(Stored data)
- - - - - - -

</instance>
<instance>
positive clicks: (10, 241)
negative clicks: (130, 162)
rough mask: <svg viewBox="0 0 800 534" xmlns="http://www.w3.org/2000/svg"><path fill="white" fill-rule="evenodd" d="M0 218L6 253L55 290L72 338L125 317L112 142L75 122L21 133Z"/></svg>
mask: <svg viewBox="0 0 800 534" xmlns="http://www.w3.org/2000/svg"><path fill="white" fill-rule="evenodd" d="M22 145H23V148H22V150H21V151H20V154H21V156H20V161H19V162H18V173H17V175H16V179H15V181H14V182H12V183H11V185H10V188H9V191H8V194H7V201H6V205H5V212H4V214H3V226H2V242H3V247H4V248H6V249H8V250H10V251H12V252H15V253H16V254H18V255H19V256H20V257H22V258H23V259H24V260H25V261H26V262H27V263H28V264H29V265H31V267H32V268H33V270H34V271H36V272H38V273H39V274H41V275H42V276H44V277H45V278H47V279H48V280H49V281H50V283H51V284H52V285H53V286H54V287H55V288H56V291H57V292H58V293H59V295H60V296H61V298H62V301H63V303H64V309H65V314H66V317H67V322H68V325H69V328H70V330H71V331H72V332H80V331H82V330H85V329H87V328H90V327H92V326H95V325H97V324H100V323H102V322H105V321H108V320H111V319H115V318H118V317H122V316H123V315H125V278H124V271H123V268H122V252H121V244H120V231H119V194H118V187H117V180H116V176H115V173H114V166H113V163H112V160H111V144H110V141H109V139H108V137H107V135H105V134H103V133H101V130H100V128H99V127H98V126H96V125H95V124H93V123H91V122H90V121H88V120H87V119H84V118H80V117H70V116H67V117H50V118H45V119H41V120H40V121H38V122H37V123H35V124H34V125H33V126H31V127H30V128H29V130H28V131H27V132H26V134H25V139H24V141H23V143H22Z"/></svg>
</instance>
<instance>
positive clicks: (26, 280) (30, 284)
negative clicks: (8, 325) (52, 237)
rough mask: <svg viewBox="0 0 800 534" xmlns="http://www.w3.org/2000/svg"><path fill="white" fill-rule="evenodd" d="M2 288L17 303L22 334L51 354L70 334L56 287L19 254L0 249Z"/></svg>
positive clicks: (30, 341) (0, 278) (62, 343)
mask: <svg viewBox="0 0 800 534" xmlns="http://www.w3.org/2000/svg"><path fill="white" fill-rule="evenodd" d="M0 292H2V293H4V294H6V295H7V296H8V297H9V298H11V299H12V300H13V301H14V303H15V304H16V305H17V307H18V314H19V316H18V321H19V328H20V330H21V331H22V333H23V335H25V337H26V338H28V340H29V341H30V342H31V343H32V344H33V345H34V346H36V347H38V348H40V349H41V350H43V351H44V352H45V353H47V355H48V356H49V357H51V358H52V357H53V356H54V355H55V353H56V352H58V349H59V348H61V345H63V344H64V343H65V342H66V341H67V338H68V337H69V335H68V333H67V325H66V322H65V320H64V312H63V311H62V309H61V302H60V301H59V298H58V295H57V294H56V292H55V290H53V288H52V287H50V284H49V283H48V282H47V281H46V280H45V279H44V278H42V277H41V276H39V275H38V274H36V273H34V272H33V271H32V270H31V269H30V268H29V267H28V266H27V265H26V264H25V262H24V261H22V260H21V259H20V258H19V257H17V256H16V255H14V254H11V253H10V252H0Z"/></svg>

- - - - - - -

_PROBLEM TO SOLVE_. Spot every line in the entries that includes the word "negative", and copy each one out.

_REPLY_.
negative clicks: (130, 162)
negative clicks: (8, 325) (52, 237)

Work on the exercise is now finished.